- [Records for the exercise]
• • •
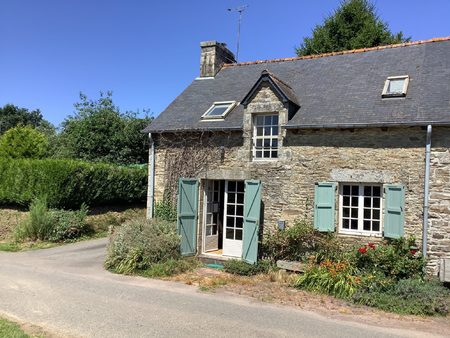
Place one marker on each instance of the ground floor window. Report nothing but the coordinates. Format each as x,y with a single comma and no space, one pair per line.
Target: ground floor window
360,208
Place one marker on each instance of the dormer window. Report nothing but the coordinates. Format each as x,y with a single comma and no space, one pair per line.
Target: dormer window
396,86
218,110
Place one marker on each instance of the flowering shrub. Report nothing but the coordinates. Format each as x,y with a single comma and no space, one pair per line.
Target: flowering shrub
396,260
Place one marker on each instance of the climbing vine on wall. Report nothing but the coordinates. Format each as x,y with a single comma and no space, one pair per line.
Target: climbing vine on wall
188,155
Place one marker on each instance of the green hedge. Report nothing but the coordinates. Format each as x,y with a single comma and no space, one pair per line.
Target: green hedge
69,183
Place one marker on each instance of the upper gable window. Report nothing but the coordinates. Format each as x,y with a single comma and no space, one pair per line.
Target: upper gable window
265,137
396,86
218,110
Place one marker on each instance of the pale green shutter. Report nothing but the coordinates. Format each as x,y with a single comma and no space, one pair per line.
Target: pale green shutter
187,215
394,211
252,214
324,201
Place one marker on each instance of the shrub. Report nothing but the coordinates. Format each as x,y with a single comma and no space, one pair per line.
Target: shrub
242,268
395,260
408,296
69,225
52,225
298,242
67,183
139,244
334,278
40,223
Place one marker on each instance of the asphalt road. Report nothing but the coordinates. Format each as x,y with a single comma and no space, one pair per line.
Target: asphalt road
66,291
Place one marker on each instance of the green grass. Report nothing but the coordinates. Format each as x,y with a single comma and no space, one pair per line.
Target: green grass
11,330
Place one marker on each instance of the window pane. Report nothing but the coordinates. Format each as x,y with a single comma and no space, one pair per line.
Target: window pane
346,212
346,190
230,234
376,202
375,226
345,223
376,214
346,201
396,86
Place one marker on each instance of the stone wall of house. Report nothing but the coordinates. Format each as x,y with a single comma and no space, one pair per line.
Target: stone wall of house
439,214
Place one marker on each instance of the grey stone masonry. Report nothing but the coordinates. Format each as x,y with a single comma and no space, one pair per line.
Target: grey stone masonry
213,56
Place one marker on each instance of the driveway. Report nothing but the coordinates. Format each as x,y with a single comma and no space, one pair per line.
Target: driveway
66,291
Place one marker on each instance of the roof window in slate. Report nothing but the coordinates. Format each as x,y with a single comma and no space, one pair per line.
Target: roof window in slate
218,110
396,86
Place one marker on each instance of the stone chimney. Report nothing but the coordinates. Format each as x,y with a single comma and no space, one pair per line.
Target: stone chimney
213,55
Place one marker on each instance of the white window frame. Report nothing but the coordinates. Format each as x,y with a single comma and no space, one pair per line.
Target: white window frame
255,137
360,231
399,94
206,117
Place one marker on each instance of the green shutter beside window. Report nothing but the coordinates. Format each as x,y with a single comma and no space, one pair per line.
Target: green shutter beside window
187,215
324,206
394,211
252,214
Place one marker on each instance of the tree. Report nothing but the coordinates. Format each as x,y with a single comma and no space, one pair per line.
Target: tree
23,142
98,131
12,116
353,25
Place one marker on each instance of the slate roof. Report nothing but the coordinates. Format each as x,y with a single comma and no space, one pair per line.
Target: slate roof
340,89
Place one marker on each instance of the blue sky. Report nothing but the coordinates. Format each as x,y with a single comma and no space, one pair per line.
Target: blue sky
147,52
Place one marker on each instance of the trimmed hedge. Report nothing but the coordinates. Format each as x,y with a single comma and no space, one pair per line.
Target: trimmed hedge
69,183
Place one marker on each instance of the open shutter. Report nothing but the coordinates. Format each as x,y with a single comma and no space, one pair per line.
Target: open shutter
394,214
187,215
252,214
324,205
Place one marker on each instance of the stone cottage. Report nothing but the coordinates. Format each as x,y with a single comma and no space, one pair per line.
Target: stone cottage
358,142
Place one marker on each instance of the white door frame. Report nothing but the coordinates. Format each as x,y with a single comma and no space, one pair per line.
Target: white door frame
231,247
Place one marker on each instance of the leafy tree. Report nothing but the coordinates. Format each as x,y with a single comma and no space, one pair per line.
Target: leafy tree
353,25
98,131
12,116
23,142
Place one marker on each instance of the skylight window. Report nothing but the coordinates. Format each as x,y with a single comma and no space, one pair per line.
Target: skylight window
218,110
396,86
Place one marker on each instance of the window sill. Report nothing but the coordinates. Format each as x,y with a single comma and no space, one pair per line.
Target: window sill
360,233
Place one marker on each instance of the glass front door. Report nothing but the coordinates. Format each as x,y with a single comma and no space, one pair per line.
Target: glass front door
233,218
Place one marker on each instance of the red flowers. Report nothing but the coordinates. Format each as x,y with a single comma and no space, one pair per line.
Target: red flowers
362,249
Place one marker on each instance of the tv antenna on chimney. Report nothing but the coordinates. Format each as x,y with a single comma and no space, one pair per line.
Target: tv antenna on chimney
239,9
• • •
- [Work to be completed] Write out, exactly and with no pictures, the lines of the data from the first through the line containing "Place one marker on each instance of the dormer".

- [Expected output]
Place one marker on each instance of the ground floor window. Report nothing but the coordinates. Format each as x,y with a single comma and no space, one pair per line.
Target: ground floor window
360,208
Place one marker on each instance of the dormer window. Report nothing but the coordinates. Format each as x,y with a single comma and no space, one pair per line.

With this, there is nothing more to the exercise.